EXERCISE AIM:
Which lines in the entries below contain the string "tier"? Show each such line in full.
::::::::
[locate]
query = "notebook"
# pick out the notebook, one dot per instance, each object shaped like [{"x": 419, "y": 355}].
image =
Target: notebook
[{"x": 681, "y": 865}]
::::::::
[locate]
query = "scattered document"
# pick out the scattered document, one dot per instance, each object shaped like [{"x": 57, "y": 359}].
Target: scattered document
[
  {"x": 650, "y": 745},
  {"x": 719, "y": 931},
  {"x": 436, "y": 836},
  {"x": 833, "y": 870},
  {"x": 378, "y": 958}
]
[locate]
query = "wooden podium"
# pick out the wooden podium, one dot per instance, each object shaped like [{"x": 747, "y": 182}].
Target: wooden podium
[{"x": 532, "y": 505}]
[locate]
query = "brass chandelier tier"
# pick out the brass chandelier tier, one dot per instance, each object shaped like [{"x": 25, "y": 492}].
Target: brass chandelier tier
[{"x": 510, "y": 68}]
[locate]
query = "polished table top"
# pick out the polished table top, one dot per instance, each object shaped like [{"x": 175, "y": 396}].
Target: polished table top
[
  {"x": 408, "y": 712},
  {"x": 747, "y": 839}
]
::::::::
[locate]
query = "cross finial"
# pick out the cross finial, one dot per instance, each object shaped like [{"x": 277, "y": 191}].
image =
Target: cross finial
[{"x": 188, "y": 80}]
::::::::
COMPLETED EXERCISE:
query = "brass chandelier tier"
# pick out the brass chandelier tier, one dot per instance, each object shaped like [{"x": 25, "y": 492}].
Target: brass chandelier tier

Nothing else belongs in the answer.